### Entries from a point annotation set:
☆ ☆ ☆ ☆ ☆

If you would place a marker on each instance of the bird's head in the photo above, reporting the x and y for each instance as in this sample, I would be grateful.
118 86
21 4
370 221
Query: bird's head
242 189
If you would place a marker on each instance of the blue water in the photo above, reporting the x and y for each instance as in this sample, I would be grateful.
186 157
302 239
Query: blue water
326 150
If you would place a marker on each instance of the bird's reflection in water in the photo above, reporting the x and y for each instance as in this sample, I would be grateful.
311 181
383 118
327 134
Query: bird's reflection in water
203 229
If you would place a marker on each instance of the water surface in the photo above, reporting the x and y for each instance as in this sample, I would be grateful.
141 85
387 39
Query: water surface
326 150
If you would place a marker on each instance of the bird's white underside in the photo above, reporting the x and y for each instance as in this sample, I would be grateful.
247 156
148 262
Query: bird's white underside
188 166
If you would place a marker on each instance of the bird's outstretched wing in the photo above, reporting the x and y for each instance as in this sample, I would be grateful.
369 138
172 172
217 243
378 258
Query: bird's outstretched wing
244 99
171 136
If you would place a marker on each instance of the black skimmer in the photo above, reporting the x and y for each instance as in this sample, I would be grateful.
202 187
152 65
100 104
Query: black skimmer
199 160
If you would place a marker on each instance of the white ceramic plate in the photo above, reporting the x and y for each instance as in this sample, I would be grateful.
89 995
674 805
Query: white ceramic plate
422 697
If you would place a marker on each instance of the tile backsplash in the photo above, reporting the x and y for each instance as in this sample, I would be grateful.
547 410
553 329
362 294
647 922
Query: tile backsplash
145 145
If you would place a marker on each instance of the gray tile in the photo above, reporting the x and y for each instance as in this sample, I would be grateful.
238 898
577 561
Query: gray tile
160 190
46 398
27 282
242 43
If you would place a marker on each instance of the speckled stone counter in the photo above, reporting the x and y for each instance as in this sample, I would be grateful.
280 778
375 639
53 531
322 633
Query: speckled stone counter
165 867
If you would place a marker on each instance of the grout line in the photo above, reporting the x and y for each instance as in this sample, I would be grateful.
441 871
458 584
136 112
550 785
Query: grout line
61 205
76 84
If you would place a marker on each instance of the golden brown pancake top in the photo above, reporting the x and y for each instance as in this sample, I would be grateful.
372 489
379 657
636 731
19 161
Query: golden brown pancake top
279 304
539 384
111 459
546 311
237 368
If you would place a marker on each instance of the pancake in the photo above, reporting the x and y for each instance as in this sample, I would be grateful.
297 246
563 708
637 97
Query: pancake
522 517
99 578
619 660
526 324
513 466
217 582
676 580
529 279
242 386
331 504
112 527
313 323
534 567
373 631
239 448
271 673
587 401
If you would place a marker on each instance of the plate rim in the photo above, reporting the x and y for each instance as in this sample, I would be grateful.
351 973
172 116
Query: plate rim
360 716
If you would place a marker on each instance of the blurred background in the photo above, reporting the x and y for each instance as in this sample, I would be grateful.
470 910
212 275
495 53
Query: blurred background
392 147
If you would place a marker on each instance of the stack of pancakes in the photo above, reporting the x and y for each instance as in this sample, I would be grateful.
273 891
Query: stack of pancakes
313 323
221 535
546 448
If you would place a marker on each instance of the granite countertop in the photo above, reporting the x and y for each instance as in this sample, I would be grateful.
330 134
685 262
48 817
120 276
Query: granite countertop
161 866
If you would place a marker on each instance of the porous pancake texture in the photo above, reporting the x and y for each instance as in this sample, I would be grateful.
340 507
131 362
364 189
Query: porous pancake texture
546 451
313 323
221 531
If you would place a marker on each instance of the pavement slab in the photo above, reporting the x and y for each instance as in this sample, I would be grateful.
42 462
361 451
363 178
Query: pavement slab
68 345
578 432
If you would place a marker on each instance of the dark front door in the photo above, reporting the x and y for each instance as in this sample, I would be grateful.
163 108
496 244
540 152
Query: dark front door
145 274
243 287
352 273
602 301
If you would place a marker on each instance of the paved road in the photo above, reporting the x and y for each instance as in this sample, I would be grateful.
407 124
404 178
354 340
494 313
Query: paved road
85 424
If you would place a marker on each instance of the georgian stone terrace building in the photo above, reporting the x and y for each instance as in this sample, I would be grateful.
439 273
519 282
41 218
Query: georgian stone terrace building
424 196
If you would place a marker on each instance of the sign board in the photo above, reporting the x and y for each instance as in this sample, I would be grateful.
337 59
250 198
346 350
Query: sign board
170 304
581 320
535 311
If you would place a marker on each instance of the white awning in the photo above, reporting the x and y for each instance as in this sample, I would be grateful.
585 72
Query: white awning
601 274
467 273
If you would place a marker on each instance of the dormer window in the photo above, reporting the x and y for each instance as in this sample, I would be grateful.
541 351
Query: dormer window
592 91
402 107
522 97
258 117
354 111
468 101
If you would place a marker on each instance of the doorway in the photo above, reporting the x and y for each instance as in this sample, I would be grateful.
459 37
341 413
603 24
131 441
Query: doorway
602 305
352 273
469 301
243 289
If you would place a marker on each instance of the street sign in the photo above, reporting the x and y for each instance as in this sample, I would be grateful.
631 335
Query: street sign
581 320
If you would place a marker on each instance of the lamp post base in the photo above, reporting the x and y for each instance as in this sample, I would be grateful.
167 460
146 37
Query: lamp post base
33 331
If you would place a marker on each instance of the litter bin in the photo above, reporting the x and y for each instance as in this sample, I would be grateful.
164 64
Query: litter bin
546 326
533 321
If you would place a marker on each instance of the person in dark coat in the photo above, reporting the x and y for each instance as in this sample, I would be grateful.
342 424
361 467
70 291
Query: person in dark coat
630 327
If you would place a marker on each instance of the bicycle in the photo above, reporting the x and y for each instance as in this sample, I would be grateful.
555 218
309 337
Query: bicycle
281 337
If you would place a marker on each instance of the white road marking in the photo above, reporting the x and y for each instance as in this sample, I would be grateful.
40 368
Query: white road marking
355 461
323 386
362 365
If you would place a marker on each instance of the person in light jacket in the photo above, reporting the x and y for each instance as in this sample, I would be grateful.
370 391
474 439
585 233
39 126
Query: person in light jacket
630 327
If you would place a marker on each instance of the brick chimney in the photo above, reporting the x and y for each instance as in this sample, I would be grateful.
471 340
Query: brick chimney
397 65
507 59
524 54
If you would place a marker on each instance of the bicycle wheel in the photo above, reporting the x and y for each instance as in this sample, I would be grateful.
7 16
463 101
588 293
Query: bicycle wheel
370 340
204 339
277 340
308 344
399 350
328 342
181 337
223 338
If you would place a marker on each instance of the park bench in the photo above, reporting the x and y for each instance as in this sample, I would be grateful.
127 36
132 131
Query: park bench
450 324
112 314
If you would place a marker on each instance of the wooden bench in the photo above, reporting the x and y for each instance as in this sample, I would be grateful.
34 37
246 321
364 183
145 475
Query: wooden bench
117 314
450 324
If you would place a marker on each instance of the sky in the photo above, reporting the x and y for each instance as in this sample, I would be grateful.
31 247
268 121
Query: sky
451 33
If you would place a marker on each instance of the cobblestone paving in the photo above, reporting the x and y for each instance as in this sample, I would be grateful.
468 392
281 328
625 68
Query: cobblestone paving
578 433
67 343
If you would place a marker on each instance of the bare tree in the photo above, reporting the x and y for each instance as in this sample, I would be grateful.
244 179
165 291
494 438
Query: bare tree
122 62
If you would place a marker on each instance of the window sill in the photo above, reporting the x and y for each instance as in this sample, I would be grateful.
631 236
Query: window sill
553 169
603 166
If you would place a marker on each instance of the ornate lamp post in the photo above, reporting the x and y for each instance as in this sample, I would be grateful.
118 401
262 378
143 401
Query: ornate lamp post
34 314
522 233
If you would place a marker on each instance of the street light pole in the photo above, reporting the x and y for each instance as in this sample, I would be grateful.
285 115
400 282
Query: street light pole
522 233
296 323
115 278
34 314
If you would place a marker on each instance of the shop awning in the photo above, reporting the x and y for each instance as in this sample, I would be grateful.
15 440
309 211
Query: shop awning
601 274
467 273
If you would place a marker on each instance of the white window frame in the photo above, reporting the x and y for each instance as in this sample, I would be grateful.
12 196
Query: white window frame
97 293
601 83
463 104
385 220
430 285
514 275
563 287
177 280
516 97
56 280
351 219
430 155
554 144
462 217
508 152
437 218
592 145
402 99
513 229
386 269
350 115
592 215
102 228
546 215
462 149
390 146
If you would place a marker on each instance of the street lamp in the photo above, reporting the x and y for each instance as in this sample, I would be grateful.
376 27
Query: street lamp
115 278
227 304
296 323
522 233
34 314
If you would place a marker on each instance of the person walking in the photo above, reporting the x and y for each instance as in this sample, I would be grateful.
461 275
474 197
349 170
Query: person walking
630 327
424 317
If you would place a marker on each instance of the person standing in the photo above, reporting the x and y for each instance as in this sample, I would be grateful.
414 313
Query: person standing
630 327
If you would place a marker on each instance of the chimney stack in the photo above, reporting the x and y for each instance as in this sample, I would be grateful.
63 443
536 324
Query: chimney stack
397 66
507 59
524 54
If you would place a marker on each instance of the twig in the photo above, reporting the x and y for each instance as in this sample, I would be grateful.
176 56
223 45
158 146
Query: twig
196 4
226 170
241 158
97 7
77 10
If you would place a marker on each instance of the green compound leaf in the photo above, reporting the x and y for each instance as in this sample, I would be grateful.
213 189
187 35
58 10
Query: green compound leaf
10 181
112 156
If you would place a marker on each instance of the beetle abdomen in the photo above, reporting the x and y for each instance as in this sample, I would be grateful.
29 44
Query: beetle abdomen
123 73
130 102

☆ ☆ ☆ ☆ ☆

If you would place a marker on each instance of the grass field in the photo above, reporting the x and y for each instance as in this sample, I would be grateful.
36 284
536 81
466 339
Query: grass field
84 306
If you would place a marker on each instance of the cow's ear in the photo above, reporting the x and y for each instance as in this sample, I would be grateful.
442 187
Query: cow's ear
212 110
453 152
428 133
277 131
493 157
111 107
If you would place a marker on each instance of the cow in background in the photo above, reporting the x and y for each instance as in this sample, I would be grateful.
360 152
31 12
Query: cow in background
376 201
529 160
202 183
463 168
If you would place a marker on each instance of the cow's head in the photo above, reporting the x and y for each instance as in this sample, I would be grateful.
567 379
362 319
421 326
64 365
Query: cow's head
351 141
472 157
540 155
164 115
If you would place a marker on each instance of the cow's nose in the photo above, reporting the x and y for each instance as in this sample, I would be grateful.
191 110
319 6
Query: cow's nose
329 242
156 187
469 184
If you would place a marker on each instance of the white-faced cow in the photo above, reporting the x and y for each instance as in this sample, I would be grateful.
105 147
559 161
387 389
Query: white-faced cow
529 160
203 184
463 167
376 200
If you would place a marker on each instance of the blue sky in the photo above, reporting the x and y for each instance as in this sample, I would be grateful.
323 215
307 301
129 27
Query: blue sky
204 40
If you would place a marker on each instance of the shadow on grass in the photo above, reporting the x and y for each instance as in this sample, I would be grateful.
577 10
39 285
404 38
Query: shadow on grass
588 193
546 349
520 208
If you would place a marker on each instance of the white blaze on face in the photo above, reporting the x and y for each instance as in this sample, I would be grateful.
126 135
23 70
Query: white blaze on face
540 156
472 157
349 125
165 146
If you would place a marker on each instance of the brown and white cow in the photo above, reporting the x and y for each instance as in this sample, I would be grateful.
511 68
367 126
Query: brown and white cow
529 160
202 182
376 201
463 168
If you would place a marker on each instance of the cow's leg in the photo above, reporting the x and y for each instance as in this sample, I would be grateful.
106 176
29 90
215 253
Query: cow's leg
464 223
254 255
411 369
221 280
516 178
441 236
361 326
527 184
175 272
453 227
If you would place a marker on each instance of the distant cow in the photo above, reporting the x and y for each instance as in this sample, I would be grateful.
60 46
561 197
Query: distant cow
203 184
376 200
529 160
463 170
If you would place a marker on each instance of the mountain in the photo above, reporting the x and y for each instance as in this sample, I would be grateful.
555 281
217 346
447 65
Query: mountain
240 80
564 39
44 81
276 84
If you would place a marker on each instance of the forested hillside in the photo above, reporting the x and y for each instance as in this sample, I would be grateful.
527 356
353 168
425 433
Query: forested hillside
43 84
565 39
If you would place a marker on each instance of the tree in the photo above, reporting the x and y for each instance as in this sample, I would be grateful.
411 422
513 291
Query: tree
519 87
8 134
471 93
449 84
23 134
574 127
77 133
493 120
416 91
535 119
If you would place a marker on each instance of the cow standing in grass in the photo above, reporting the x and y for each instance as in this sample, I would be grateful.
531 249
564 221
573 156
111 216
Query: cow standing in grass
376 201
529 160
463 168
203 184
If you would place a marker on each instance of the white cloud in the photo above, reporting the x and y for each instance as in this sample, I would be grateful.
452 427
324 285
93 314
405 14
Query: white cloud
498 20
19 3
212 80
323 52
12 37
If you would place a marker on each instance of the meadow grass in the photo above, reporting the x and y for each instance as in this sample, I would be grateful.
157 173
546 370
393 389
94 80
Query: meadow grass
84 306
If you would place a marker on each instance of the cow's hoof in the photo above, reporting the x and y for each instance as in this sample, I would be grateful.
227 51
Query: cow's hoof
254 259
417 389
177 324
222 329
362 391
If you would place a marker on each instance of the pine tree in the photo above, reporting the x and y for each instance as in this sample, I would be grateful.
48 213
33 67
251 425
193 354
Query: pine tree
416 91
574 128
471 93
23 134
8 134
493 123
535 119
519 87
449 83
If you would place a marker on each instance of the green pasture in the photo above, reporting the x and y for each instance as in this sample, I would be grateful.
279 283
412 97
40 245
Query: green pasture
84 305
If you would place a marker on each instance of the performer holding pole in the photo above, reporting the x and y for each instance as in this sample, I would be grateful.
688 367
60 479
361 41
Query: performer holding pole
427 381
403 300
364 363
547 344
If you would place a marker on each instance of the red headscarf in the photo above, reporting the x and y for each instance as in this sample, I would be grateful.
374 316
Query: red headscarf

☆ ☆ ☆ ☆ ☆

### YOUR OBJECTIVE:
Put every line between the line holding "the cow's hoof" and the line holding "Query: red headscarf", inclusive, into a JSON list of strings, one string per line. Leave out any blank lines.

### REPLY TO THE TASK:
[
  "If you would place a marker on each instance of the cow's hoof in the photo above, reporting the x and y for each instance as in this sample, I would be grateful.",
  "227 51",
  "Query: cow's hoof",
  "254 259",
  "417 389",
  "177 324",
  "222 329",
  "362 391",
  "If you would place a marker on each instance of the pine tree in the photo above, reporting the x and y for each instance as in this sample, I would be grateful.",
  "48 213",
  "33 67",
  "251 425",
  "193 354",
  "Query: pine tree",
  "416 91",
  "574 128",
  "471 93",
  "23 134",
  "8 134",
  "493 123",
  "535 119",
  "519 87",
  "449 83",
  "If you would place a marker on each instance of the green pasture in the photo above, reporting the x and y for each instance as in this sample, I would be grateful.",
  "279 283",
  "412 97",
  "40 245",
  "Query: green pasture",
  "84 305",
  "If you would place a marker on each instance of the performer holding pole in the photo above, reporting the x and y for each instance as in this sample, I would be grateful.",
  "688 367",
  "60 479",
  "361 41",
  "Query: performer holding pole",
  "427 381",
  "403 300",
  "364 363",
  "547 344",
  "If you would place a marker on each instance of the red headscarf in the photo above, reporting the x and y for each instance as in this sample, I would be grateful.",
  "374 316",
  "Query: red headscarf"
]